**Supplied data:**

------------------------------------------------------------

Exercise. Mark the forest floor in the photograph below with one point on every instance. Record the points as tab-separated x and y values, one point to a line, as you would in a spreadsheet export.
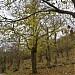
63	67
42	69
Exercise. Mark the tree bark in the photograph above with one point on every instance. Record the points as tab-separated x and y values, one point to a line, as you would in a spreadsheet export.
33	60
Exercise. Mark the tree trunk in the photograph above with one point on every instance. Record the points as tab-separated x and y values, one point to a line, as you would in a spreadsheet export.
48	57
33	60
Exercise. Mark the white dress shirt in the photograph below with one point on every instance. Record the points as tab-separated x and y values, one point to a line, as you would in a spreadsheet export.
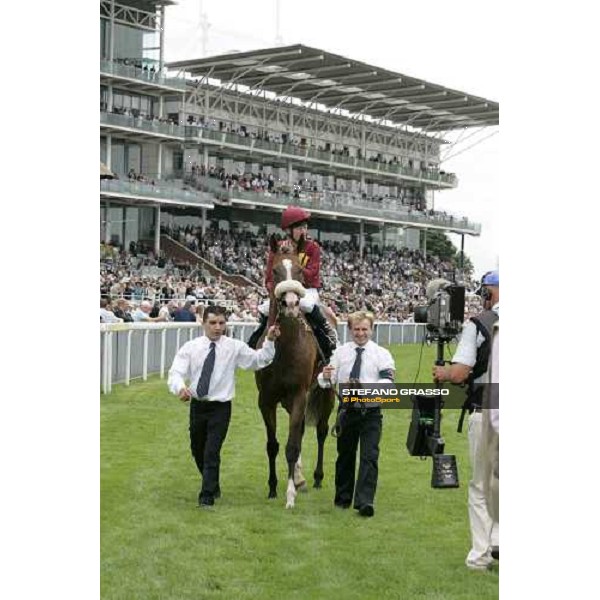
470	340
374	359
229	354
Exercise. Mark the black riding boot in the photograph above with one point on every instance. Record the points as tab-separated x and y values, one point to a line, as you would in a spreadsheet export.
253	341
325	334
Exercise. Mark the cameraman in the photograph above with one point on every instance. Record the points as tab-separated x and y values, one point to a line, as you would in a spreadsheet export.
469	364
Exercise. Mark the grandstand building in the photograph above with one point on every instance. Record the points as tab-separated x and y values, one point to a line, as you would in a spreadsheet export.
233	139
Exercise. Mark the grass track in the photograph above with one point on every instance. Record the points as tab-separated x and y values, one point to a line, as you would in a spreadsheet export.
156	544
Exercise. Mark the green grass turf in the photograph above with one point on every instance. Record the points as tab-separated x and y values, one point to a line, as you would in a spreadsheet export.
156	543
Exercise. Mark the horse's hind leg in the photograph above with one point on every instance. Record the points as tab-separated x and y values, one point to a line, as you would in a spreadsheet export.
269	414
322	428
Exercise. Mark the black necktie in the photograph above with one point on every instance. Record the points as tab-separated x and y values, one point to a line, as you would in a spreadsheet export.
207	369
355	373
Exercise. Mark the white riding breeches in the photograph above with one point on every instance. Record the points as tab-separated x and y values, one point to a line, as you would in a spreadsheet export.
310	300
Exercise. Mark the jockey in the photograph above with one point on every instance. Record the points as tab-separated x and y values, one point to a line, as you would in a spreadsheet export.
295	221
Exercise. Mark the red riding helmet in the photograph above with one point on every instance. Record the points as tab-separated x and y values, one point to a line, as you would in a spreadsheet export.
293	215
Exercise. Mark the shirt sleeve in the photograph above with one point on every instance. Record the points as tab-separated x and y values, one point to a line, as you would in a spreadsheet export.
334	362
269	271
253	360
387	366
314	261
466	351
180	369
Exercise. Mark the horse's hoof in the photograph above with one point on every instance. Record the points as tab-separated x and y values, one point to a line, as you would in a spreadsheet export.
301	487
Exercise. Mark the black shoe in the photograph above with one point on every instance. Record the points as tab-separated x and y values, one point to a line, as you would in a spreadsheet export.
257	333
205	500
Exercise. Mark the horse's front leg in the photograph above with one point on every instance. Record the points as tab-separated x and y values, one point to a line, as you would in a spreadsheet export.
269	414
294	446
322	430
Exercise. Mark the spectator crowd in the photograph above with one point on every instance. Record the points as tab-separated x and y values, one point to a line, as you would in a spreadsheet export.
387	281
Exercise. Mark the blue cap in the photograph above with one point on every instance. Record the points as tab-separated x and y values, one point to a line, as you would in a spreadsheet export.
491	278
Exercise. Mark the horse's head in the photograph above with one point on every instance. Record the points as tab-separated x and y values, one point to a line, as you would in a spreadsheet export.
287	277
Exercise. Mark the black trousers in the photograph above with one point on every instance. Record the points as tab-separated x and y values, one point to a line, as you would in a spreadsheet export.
209	422
364	425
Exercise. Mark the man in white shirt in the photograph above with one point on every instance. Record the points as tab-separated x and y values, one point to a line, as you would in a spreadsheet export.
142	314
360	360
106	313
469	364
208	363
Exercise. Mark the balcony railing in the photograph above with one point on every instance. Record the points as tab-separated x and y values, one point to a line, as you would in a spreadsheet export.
142	123
159	191
133	72
448	179
343	203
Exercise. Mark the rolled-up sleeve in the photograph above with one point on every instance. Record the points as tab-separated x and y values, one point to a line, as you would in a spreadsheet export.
253	360
180	369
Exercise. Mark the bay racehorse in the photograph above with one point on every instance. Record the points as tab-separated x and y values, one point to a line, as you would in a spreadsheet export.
290	380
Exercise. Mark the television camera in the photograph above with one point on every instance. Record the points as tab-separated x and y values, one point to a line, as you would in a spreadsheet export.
444	315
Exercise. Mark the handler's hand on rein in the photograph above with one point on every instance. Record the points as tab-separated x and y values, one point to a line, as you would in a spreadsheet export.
273	333
328	371
185	394
439	374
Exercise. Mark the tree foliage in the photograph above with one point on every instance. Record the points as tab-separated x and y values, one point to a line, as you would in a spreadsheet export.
439	244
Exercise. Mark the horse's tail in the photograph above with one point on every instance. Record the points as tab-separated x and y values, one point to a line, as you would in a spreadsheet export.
319	405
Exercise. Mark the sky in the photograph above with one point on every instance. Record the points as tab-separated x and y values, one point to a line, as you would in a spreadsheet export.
454	44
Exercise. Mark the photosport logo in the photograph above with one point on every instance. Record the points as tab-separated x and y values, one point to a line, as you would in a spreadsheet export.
401	395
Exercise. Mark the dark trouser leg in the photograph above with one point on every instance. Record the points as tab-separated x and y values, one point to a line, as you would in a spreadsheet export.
198	426
218	424
345	465
255	337
370	435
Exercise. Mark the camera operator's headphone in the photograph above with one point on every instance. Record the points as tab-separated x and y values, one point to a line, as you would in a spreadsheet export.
486	295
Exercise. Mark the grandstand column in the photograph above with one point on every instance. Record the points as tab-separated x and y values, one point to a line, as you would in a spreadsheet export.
161	44
361	238
159	162
111	48
157	232
109	150
107	224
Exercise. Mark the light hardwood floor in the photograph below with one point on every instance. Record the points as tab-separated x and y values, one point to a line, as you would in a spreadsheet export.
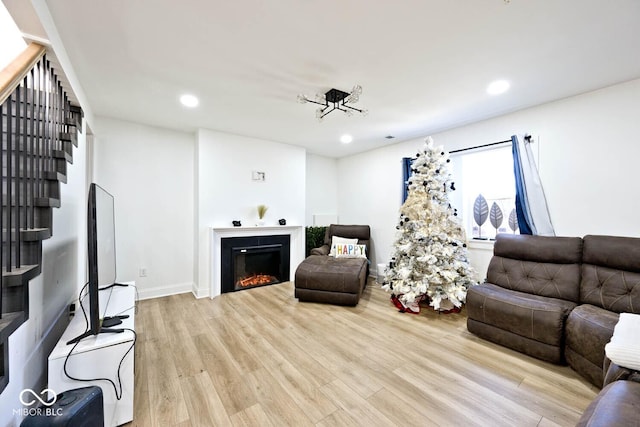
261	358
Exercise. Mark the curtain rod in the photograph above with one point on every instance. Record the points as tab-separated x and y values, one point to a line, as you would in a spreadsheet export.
480	146
527	138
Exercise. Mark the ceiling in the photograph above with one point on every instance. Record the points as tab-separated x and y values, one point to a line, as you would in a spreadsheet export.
423	65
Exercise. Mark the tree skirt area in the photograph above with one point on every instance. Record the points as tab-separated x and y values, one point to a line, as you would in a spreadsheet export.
446	307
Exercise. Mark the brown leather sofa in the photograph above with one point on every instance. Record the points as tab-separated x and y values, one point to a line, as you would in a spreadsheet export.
558	299
325	279
532	285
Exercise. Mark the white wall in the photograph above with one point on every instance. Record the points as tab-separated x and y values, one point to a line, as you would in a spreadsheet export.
322	188
588	150
149	171
227	192
50	293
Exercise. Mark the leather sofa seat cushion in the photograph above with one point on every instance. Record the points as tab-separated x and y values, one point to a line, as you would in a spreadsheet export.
589	329
618	404
534	317
321	278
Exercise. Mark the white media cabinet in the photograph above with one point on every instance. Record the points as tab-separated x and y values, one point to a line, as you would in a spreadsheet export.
99	356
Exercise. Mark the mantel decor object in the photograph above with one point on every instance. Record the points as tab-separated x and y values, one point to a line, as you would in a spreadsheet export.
262	210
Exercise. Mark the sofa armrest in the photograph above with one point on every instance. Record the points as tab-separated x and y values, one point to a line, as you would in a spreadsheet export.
322	250
614	372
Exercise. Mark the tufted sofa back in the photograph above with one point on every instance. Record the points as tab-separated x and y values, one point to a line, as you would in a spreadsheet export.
538	265
611	273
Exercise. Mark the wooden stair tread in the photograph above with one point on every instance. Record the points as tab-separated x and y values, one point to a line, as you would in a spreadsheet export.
18	276
47	202
9	323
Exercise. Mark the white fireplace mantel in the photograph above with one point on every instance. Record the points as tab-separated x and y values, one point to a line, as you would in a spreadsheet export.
297	246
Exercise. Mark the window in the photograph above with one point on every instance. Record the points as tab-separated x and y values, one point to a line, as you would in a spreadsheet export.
486	192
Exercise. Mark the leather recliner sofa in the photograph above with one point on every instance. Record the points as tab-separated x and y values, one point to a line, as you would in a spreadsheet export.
324	279
558	299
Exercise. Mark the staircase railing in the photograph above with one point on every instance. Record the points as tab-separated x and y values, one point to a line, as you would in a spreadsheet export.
38	126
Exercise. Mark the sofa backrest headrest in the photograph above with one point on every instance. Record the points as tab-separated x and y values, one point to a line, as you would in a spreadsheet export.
556	250
611	273
537	265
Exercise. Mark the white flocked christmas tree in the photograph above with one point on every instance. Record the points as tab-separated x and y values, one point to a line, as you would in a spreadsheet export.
429	258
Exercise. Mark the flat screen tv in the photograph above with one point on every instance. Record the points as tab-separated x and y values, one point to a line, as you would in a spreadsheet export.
101	245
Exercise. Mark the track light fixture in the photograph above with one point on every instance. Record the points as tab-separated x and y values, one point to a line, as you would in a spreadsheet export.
335	99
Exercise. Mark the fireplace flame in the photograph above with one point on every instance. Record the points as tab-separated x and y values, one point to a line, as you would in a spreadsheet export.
256	280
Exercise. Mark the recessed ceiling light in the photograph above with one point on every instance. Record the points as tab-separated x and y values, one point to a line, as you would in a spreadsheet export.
498	87
346	138
189	101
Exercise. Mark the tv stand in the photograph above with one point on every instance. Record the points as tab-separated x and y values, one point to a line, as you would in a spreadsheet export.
113	321
98	356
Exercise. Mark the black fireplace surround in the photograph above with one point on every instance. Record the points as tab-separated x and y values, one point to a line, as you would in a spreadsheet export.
249	262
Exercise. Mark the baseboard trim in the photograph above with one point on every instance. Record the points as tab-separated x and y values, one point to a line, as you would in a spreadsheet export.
164	291
198	292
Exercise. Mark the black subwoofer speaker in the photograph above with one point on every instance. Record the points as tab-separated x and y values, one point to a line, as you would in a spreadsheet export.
81	407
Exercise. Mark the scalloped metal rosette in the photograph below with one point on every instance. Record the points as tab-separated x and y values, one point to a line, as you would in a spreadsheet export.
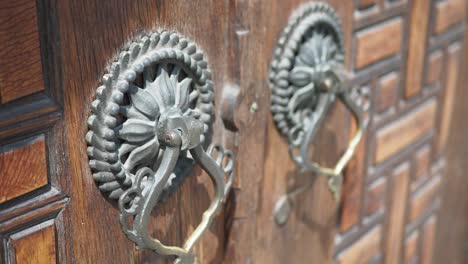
157	73
313	39
307	76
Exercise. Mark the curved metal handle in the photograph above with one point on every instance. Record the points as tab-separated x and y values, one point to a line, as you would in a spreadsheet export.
148	125
332	84
138	201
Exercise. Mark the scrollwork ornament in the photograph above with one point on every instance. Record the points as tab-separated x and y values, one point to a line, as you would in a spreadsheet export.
148	125
307	76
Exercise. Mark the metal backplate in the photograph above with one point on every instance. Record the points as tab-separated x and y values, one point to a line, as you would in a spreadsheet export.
307	76
148	126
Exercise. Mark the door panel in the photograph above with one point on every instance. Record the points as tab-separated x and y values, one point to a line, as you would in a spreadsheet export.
406	53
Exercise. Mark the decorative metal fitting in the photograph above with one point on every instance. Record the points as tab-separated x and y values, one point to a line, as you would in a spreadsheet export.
149	122
307	76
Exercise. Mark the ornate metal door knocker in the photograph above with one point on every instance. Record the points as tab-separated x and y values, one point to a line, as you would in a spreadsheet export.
148	126
307	76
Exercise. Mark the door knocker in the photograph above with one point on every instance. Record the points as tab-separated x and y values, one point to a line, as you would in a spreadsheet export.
148	127
307	76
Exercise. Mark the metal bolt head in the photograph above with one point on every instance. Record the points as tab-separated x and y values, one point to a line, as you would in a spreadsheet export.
282	210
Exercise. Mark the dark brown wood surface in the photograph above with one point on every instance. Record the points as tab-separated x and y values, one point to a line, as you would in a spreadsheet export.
452	229
406	53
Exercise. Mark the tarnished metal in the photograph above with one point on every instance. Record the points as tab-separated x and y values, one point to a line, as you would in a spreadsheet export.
148	126
307	77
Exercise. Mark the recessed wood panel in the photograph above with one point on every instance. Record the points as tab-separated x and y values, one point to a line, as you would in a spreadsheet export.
363	250
21	69
453	63
364	4
427	250
423	199
448	13
400	133
411	247
434	71
388	91
23	167
353	186
419	18
35	245
378	43
422	161
376	197
396	214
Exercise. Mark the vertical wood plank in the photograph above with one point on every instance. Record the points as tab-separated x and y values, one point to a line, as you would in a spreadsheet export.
20	53
37	247
453	64
396	214
419	18
23	167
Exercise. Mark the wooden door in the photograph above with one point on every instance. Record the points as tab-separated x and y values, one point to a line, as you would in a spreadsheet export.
406	53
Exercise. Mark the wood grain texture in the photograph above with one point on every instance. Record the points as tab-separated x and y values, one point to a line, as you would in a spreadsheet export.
453	64
428	241
423	199
396	218
374	44
388	91
419	21
435	64
20	53
353	185
364	4
363	250
448	13
422	161
400	133
309	232
23	168
375	199
411	248
37	246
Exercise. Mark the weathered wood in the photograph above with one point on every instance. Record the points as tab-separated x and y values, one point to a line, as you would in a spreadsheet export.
375	44
418	33
23	167
399	134
38	246
396	220
21	65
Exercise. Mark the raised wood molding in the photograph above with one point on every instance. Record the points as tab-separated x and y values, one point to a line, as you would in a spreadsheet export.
23	166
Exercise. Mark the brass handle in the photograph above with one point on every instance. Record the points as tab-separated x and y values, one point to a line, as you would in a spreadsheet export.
307	76
330	85
147	129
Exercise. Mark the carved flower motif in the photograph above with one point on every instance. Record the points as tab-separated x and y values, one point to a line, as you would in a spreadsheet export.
161	96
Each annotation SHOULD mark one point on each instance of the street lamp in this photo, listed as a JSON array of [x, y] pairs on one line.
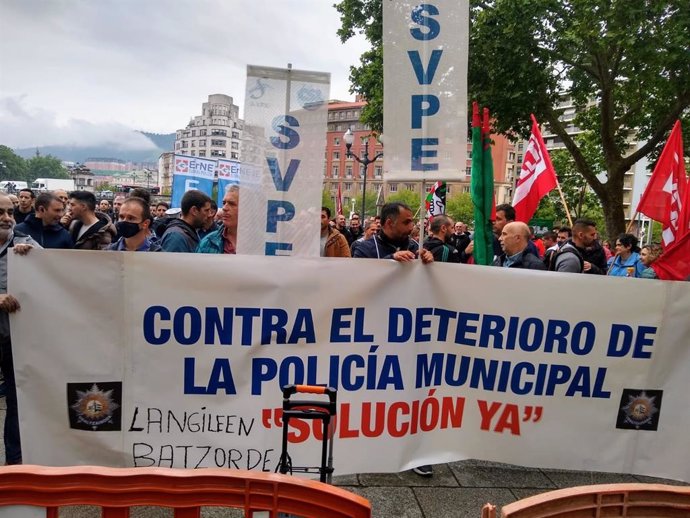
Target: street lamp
[[349, 138]]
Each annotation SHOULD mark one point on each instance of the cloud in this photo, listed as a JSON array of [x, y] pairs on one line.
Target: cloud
[[97, 68], [22, 126]]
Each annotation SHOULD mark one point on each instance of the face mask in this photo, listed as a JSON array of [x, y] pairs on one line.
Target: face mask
[[127, 229]]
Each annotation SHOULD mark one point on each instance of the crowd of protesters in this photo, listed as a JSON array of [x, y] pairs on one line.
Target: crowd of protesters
[[75, 221]]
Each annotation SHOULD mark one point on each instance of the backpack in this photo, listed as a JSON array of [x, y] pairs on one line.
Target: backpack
[[161, 225], [567, 248]]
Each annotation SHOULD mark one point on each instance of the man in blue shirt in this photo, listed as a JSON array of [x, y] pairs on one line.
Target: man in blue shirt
[[181, 234]]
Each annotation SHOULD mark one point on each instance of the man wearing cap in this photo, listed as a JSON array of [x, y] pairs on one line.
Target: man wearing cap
[[181, 233]]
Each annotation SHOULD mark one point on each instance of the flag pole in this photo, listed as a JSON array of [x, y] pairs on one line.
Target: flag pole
[[629, 227], [565, 205], [422, 214]]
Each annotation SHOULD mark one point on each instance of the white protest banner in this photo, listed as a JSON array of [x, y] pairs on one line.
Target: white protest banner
[[181, 364], [191, 172], [425, 89], [284, 135]]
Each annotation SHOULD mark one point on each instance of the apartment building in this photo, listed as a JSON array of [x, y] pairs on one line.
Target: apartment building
[[216, 133], [349, 174]]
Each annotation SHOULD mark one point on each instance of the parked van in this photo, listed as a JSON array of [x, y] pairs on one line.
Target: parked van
[[13, 186]]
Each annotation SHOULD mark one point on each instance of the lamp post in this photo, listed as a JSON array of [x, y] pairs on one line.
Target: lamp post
[[349, 138]]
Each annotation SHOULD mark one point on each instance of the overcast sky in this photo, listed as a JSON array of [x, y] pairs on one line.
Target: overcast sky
[[87, 72]]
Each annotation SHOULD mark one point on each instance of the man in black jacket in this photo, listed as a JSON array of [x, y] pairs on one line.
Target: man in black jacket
[[393, 240], [181, 233], [44, 226], [514, 239], [438, 243]]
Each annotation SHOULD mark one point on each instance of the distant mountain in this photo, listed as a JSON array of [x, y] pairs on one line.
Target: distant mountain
[[163, 143]]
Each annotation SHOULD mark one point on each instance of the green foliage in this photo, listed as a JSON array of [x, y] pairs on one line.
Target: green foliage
[[13, 166], [366, 17], [45, 167], [581, 200], [371, 209], [631, 58], [459, 207]]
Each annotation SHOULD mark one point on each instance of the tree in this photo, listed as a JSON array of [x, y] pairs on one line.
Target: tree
[[460, 208], [623, 63], [581, 200], [12, 166], [45, 167]]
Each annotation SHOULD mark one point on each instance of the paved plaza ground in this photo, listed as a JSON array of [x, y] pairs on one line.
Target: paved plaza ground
[[457, 490]]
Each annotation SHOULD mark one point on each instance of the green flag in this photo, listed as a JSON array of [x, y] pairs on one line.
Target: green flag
[[482, 187]]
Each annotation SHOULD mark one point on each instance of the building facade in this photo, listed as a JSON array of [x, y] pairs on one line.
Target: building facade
[[216, 133], [635, 179]]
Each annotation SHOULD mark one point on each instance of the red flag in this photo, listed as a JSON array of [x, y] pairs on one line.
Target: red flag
[[339, 202], [663, 198], [674, 263], [537, 176]]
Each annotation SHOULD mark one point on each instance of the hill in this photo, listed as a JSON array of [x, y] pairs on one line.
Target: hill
[[163, 142]]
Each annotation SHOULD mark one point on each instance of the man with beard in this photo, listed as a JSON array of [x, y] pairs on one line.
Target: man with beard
[[355, 228], [26, 205], [393, 240], [571, 256], [89, 229], [371, 227], [224, 240], [134, 228], [21, 244], [333, 243], [44, 226], [460, 238]]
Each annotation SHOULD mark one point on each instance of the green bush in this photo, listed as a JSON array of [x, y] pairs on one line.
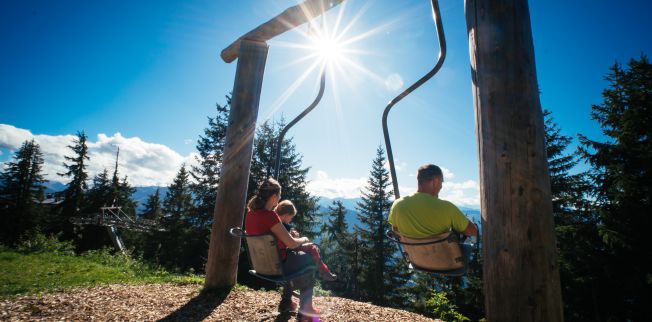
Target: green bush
[[439, 306], [40, 243]]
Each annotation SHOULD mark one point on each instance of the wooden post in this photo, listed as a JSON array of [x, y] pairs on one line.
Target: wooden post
[[521, 276], [222, 262]]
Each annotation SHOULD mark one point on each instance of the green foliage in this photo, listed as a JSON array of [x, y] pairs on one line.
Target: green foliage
[[620, 179], [21, 187], [152, 208], [206, 173], [292, 175], [75, 191], [25, 272], [575, 226], [40, 243], [439, 306], [381, 271]]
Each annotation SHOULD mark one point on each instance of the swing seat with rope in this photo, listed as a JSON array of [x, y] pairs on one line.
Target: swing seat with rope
[[442, 254], [265, 258]]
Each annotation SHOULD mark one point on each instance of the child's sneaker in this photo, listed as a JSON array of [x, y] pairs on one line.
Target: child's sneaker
[[309, 313], [326, 274], [287, 306]]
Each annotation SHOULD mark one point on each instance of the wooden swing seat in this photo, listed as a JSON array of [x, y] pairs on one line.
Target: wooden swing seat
[[437, 254], [265, 258]]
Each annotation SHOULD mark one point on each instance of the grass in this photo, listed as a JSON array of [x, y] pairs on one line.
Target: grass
[[40, 271]]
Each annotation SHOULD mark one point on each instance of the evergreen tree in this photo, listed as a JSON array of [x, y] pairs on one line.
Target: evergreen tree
[[121, 191], [292, 176], [21, 187], [75, 190], [575, 226], [621, 175], [99, 195], [383, 274], [176, 250], [337, 249], [152, 206], [149, 243], [206, 174]]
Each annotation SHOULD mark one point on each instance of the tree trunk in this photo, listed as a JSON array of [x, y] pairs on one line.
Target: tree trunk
[[521, 276], [222, 262]]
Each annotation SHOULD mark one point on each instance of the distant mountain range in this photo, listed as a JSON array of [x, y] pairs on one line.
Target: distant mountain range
[[350, 204], [351, 210]]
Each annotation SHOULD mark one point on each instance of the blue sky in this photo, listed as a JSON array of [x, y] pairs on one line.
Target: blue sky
[[145, 75]]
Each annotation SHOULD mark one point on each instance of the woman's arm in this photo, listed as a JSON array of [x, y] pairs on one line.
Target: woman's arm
[[283, 235]]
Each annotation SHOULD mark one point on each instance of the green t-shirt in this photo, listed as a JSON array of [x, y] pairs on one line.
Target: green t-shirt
[[422, 215]]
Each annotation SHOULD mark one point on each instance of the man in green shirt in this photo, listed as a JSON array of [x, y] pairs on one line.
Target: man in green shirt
[[423, 214]]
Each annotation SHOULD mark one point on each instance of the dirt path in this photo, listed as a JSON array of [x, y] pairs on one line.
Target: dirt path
[[180, 303]]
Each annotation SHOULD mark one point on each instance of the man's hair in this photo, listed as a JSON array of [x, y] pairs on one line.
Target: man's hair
[[285, 207], [428, 172], [266, 189]]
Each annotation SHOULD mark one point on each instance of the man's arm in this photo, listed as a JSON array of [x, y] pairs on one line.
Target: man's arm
[[471, 229]]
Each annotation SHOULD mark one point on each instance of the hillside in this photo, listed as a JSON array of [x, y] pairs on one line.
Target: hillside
[[174, 302]]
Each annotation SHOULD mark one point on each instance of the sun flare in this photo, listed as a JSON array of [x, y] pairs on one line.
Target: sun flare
[[333, 48], [328, 48]]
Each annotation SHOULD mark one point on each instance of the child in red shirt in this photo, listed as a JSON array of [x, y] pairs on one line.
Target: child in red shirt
[[286, 211]]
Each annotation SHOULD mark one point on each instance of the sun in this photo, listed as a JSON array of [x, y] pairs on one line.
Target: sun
[[332, 48], [327, 47]]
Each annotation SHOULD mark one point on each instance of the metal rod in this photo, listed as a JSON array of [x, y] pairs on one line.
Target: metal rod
[[288, 19], [436, 14], [322, 84]]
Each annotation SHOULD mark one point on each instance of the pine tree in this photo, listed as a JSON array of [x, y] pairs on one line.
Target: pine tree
[[75, 190], [121, 191], [621, 175], [21, 187], [383, 275], [152, 210], [206, 174], [149, 243], [337, 249], [292, 176], [575, 225], [99, 195], [176, 250]]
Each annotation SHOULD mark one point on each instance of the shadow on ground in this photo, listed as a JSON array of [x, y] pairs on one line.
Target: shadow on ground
[[199, 307]]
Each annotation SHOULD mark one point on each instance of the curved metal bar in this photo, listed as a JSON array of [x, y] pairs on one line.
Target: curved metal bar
[[322, 84], [440, 61]]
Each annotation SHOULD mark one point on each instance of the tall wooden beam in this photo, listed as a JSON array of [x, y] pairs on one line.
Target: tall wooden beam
[[251, 51], [222, 262], [521, 276]]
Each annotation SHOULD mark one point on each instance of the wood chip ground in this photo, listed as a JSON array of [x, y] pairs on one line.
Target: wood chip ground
[[169, 302]]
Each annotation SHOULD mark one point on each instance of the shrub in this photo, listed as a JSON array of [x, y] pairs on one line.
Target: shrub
[[40, 243], [439, 306]]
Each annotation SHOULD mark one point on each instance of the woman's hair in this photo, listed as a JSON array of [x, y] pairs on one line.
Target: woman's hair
[[266, 189], [285, 207]]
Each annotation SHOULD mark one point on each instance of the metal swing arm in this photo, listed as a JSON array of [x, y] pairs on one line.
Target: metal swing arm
[[288, 19], [279, 143], [440, 61]]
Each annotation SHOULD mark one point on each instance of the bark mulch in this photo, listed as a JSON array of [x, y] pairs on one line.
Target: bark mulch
[[171, 302]]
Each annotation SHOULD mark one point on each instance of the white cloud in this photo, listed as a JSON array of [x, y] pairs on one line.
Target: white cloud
[[448, 174], [325, 186], [399, 166], [465, 193], [144, 163], [394, 82]]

------------------------------------------------------------

**Exercise aim:**
Starting at the line above that holds "Target: child's sneaker" and ending at the line that holds "of the evergreen", transcribe each line exactly and include no other lines.

**Problem solution:**
Target: child's sneaker
[[309, 313], [326, 274], [287, 306]]
Each annotation SHOULD mark one point on each instance of the wooden swing seat in this photo, listed as a JSON array of [x, y] pairs on one line.
Target: wooden swing seat
[[437, 254], [265, 258]]
Each annotation SHOULD mark one point on each instance of the grass in this photo, listed as a JSON array of [x, y] pairs on one line.
Target: grass
[[40, 271]]
Each annotation SHOULD mark one point on each instance of the evergreen tree in this photo, listed as a JSON array of [x, y] pairs on one line.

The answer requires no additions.